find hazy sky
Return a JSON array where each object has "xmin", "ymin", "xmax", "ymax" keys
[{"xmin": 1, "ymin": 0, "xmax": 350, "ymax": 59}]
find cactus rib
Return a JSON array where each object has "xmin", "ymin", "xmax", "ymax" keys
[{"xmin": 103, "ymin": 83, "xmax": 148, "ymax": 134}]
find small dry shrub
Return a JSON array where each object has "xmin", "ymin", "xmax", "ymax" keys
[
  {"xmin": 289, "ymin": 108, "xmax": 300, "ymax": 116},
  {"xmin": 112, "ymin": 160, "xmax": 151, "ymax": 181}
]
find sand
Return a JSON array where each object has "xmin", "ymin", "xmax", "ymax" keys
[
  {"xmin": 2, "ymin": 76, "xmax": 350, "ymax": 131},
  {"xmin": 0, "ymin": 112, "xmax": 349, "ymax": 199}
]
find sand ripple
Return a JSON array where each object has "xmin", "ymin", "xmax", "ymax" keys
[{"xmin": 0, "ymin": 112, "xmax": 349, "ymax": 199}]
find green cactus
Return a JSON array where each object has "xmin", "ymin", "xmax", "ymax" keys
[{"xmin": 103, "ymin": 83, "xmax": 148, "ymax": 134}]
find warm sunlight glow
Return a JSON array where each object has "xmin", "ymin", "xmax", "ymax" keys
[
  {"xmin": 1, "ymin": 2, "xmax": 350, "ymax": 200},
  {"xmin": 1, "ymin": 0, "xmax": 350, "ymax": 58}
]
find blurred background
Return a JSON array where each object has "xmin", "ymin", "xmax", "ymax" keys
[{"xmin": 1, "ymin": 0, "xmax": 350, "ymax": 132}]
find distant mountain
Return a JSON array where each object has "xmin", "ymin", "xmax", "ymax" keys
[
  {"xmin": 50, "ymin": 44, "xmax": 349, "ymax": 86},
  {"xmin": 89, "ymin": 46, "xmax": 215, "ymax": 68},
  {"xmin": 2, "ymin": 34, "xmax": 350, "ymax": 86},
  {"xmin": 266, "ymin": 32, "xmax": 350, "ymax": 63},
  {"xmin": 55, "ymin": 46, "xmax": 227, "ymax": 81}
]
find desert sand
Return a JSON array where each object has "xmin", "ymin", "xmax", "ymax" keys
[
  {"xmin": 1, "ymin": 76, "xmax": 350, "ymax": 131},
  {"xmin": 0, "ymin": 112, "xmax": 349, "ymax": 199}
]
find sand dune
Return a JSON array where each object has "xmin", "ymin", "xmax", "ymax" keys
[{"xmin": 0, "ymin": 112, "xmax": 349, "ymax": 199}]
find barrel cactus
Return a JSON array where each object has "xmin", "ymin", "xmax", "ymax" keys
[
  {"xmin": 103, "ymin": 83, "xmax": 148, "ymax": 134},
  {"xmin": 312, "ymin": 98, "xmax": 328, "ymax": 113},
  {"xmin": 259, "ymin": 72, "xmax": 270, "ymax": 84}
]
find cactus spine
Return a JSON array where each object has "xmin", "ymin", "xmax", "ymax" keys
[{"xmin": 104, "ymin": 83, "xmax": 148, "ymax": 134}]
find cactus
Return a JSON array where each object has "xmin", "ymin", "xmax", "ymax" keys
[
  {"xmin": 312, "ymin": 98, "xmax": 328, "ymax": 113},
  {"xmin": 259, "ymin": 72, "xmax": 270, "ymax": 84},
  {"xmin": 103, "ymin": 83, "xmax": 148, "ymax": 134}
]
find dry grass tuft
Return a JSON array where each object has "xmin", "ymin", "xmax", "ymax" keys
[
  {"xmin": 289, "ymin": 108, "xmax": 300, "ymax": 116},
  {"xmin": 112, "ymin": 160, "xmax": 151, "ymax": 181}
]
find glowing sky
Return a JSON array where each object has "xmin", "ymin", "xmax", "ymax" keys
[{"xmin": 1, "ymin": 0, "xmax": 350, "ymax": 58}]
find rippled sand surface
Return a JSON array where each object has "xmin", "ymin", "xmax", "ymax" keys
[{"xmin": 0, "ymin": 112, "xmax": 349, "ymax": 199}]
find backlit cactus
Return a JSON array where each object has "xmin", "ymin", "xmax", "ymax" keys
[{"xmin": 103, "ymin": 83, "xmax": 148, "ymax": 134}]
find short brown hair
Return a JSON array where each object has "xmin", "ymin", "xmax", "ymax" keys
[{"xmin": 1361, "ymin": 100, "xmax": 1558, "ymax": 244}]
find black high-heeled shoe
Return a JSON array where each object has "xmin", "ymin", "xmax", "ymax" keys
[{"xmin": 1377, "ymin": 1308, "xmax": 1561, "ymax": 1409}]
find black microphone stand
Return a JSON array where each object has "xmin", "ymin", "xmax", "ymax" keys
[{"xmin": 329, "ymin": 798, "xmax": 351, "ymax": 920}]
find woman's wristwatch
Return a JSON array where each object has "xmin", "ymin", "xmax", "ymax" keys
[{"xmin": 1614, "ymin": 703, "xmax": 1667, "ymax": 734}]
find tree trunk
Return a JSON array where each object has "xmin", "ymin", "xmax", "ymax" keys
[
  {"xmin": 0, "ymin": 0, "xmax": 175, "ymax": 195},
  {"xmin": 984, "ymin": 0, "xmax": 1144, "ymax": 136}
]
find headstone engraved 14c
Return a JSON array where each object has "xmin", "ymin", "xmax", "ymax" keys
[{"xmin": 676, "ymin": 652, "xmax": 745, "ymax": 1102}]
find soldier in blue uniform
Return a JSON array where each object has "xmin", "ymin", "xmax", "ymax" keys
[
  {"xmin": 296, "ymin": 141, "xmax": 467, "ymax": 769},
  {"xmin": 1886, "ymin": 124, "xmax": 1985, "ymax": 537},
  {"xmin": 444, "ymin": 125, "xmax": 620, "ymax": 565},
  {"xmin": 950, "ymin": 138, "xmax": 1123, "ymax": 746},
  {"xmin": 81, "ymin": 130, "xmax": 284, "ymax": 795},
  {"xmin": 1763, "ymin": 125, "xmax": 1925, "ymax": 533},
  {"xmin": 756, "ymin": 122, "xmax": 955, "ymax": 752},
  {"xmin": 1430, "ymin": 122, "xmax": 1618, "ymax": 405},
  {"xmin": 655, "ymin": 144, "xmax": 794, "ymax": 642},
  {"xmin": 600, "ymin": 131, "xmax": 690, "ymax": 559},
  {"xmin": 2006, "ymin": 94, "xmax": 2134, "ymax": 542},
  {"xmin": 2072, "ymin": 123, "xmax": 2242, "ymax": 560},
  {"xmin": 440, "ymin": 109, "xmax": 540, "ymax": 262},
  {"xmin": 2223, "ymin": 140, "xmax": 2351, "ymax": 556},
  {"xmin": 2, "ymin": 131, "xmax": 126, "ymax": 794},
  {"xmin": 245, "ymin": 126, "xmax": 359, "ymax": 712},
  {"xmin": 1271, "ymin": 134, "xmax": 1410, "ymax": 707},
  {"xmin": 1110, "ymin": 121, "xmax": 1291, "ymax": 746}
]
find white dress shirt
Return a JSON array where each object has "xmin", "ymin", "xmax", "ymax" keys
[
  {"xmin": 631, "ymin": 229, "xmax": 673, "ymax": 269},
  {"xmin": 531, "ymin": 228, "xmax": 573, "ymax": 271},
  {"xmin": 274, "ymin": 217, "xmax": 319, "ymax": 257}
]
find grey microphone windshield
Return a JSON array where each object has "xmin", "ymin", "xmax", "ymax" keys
====
→ PROBLEM TO SOLVE:
Beginning with the line containing "find blurred background" and ending with the line containing "find dry grass tuft", extract those lines exactly from the listing above, and only those.

→ WRITTEN RESPONSE:
find blurred background
Return a JSON array where each object has "xmin", "ymin", "xmax", "ymax" keys
[{"xmin": 1, "ymin": 0, "xmax": 350, "ymax": 132}]
find distant mountain
Return a JSON array where each object has "xmin", "ymin", "xmax", "ymax" keys
[
  {"xmin": 50, "ymin": 44, "xmax": 349, "ymax": 86},
  {"xmin": 89, "ymin": 46, "xmax": 215, "ymax": 68},
  {"xmin": 2, "ymin": 34, "xmax": 350, "ymax": 86},
  {"xmin": 266, "ymin": 32, "xmax": 350, "ymax": 63},
  {"xmin": 55, "ymin": 46, "xmax": 227, "ymax": 81}
]
find desert sand
Return a JSON array where each object has "xmin", "ymin", "xmax", "ymax" keys
[
  {"xmin": 1, "ymin": 76, "xmax": 350, "ymax": 131},
  {"xmin": 0, "ymin": 112, "xmax": 349, "ymax": 199}
]
find sand dune
Return a JSON array where each object has "xmin", "ymin", "xmax", "ymax" keys
[{"xmin": 0, "ymin": 112, "xmax": 349, "ymax": 199}]
find barrel cactus
Return a JSON array where each object has "xmin", "ymin", "xmax", "ymax" keys
[
  {"xmin": 103, "ymin": 83, "xmax": 148, "ymax": 134},
  {"xmin": 312, "ymin": 98, "xmax": 328, "ymax": 113},
  {"xmin": 259, "ymin": 72, "xmax": 270, "ymax": 84}
]
find cactus spine
Return a JSON array where each object has "xmin", "ymin", "xmax", "ymax" keys
[{"xmin": 104, "ymin": 83, "xmax": 148, "ymax": 134}]
find cactus
Return a JSON array where each object has "xmin", "ymin", "xmax", "ymax" keys
[
  {"xmin": 312, "ymin": 98, "xmax": 328, "ymax": 113},
  {"xmin": 259, "ymin": 72, "xmax": 270, "ymax": 84},
  {"xmin": 103, "ymin": 83, "xmax": 148, "ymax": 134}
]
find dry grass tuft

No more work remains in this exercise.